DATA EXTRACTS START
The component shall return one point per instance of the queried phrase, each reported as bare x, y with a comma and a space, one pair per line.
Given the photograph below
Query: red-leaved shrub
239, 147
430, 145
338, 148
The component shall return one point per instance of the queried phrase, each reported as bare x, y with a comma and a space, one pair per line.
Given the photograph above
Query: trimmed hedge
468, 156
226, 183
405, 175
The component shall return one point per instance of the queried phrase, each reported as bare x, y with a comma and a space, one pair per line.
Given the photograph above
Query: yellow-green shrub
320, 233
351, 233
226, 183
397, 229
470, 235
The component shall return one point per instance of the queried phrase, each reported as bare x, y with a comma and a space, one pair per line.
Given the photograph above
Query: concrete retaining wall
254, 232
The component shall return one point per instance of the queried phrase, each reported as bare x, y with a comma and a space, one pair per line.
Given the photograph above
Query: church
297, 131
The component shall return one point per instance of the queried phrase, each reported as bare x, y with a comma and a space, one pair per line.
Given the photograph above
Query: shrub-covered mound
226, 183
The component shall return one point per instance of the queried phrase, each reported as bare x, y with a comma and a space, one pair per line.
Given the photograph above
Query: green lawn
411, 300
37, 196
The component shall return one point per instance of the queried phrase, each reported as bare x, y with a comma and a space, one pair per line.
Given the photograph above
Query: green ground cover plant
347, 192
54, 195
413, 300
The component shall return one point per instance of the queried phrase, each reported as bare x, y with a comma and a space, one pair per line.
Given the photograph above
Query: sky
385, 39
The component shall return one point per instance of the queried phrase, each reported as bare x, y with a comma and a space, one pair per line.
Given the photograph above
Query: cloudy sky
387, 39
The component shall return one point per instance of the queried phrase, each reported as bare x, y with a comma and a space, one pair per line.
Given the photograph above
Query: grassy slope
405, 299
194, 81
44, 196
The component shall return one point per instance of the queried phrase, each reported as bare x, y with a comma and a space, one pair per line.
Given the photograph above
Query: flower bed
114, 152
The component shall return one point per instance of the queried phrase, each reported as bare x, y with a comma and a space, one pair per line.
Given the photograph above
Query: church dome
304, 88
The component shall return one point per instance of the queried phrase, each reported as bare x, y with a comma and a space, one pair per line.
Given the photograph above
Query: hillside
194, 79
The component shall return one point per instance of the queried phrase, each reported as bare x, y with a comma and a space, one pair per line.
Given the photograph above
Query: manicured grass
DATA EXTRACTS END
◆ **PROBLEM**
Please transcribe the entries above exactly as written.

◆ **OUTPUT**
The component shall return one point per instance of the queried phrase, each reported as bare x, y with a comma and a space, one pair per line.
Given the photograph below
Query: red-leaved shrub
239, 147
430, 145
338, 148
The component shall return one point per instance of the queried phrase, each reported as bare x, y with a comma and a space, one pair per line.
Given the photograph above
Query: trimmed hedge
468, 156
226, 183
405, 175
The component shall return one point per instance of the queried phrase, each reported as bare x, y with a comma and a space, one pair per line.
Given the photograph above
Query: yellow-green shrub
320, 233
351, 233
226, 183
397, 229
470, 235
The component shall return one point per instance of the queried phrase, each reported as bare x, y with a comma and a space, one pair per line.
Given the photograph above
Query: concrete retaining wall
254, 232
The component shall return one point per instance of the queried phrase, each reported as bare x, y with a comma and a space, one pair per line.
Given the photograph above
Query: church
297, 131
The component shall return one point per instance of the queried phrase, each reported as bare x, y with a comma and a space, one pair per line.
Given the photograph above
Query: shrub-covered mound
226, 183
The component shall return one point per instance of the queried phrase, each reported as bare x, y with a comma and a space, one pair per line.
Given the photograph above
Query: green lawn
411, 300
37, 196
The component shall return one point per instance of the queried phrase, each reported as bare x, y with a comma and a space, one pair per line.
Given the photograph above
Query: green ground cover plant
347, 192
54, 195
413, 300
The component shall return one point per instance of the queried phrase, each reported as bare x, y with a comma and a space, one pair per line.
Given the photograph above
Query: sky
385, 39
The component shall return one point per instance of the queried phrase, each reported as bare x, y with a comma and a space, one pair per line.
Given the photograph above
Query: cloudy sky
387, 39
The component shall return one point per instance of the queried phrase, each reported as bare x, y with a comma and a space, one pair per line.
Given the photograph above
Query: grassy slope
405, 299
194, 81
44, 196
The component shall return one point per instance of the queried phrase, each reported as bare x, y with a comma and a space, one pair per line.
Given the photograph above
Query: flower bed
114, 152
The component shall return one point per instance of the queried phrase, each reported as bare x, y with a comma and a space, one pair per line.
Given the photograph above
Query: church dome
304, 88
The component shall return one point per instance of the queried phrase, each reported as bare x, y with a comma and a space, one pair per line.
Given the photograph above
Query: hillside
194, 79
The component shall return one point per instance of the queried phrase, each reported as bare x, y with a comma and a space, one pair per line.
Given the photograph above
Query: manicured grass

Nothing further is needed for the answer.